Work to complete =>
Pick up the lesson on primary-region outage runbooks right after its last sentence and keep writing it.

Extract to read =>
LESSON
Day 448: Monthly Capstone: Primary Region Outage Runbook
The core idea: A primary-region outage runbook is a commit-order recovery protocol. You freeze new writes, prove which WAL prefix is durable in the failover region, fence the old primary, and only then promote, reroute, and decide which background jobs may resume.
Today's "Aha!" Moment
In 046.md, Harbor Point treated online reindexing as a resumable state machine: choose a snapshot frontier, backfill a shadow index, catch up with live writes, validate parity, and cut over only when the catalog says the new structure is trustworthy. At 09:33 on a volatile Monday, that exact rebuild is still in progress on the reservations cluster when the primary region, iad, disappears behind a power and network event. The trading desk still needs to open reservations, compliance still needs same-day visibility, and the index job is stuck somewhere between catch-up and validation.
The tempting mistake is to frame the problem as "bring up the replica quickly." That is not the real task. The real task is to decide what database state is authoritative. Which commits acknowledged in iad are definitely durable in phx? Did the reindex job publish a new catalog state, or was it still only writing into a shadow structure? Are application workers, cron jobs, and queue consumers guaranteed to stop sending writes to the old primary if it comes back half-alive? A runbook exists so those questions have deterministic answers before humans improvise under stress.

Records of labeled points

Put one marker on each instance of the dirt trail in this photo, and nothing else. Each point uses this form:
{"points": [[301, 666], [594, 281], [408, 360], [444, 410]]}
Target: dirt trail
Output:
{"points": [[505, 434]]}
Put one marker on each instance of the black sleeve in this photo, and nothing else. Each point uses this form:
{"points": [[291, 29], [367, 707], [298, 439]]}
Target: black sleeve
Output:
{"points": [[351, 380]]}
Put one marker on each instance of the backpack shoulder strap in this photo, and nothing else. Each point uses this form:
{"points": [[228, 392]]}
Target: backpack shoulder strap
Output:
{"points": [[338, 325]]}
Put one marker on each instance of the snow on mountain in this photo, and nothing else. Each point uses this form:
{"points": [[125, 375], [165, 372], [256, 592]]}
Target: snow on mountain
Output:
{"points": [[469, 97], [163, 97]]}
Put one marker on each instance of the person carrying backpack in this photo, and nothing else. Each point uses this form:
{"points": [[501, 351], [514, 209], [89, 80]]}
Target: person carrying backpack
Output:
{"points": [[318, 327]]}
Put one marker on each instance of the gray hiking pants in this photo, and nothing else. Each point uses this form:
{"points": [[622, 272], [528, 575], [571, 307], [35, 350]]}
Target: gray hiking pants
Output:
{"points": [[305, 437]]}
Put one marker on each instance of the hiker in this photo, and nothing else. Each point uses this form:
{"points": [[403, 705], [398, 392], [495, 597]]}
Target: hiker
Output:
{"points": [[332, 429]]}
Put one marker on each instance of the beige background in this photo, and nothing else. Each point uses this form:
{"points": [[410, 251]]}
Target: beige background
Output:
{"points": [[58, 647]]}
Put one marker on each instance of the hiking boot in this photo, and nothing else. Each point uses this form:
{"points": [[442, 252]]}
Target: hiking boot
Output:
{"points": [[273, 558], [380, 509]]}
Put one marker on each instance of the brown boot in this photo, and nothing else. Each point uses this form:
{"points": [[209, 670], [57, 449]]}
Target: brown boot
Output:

...

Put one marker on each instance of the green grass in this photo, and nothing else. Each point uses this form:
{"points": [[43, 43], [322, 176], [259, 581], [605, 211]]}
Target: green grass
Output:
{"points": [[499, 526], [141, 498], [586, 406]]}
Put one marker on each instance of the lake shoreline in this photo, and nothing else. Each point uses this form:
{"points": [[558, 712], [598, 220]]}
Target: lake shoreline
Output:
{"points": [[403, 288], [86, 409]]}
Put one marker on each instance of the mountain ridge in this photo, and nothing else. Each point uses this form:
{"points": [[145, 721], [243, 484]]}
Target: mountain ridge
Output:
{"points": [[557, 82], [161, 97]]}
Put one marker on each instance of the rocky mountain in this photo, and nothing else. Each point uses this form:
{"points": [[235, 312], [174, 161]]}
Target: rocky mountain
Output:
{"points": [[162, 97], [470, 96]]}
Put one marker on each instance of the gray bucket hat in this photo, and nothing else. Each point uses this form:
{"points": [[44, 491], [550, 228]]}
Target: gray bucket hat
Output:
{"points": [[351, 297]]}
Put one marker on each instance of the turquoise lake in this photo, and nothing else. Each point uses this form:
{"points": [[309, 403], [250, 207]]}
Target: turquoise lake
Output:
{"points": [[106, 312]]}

...

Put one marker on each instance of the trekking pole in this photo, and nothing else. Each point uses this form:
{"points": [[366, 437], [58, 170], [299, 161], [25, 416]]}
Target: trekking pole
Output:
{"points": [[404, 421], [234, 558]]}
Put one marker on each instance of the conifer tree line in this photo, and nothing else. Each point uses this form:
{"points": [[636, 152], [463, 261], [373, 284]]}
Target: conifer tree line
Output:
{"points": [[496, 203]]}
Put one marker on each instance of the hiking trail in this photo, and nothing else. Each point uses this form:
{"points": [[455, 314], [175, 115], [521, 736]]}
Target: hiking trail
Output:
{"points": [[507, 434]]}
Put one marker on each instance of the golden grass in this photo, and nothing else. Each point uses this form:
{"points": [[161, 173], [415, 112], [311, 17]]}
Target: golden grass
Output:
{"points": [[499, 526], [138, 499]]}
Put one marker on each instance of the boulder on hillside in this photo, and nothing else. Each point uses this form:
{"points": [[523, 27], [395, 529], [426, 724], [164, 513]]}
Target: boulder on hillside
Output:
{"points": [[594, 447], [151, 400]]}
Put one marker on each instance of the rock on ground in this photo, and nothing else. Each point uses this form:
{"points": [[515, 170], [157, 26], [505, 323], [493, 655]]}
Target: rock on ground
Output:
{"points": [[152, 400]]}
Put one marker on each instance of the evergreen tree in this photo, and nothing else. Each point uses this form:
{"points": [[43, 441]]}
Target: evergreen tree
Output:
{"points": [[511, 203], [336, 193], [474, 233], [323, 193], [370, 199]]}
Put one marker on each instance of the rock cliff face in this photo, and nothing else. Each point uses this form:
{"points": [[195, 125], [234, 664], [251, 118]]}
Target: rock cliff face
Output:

Exercise answer =>
That is why outage handling belongs inside database internals, not outside them. Failover is not only an SRE procedure and not only a routing change. It is the moment when WAL durability, replication mode, MVCC visibility, job metadata, and process-level fencing all have to agree on one timeline. If they do not, Harbor Point can reopen the system quickly and still lose reservation writes, double-apply side effects, or let an invalid index become visible after promotion.
Why This Matters
Harbor Point's reservation system is the kind of database where "mostly correct" is operationally useless. A missed reservation can leave issuer exposure understated. A duplicated reservation can over-reserve headroom and block trading that should succeed. A failover that promotes a replica without knowing the state of the in-flight reindex from 046.md can create a subtler failure: queries keep running, but one region believes a shadow index is ready while another never durably recorded the cutover.
Production runbooks are supposed to turn scary moments into bounded decisions. In practice, many organizations still keep disaster recovery as a loose checklist: promote the most up-to-date replica, switch DNS, watch dashboards, and clean up later. That is not enough for a transactional database. The hard parts happen before traffic is reopened: stop every remaining write path, identify the highest safe WAL position, choose whether the organization will accept any data loss beyond that point, and preserve job and schema metadata so the new primary does not inherit an ambiguous half-state.
When the runbook is mechanistic, RTO and RPO stop being slogans. The team knows which metrics gate promotion, what gets paused, what can resume, and which writes need reconciliation after the incident. When the runbook is vague, speed becomes a liability. The cluster comes back faster, but the business learns hours later that the recovered timeline was never made authoritative.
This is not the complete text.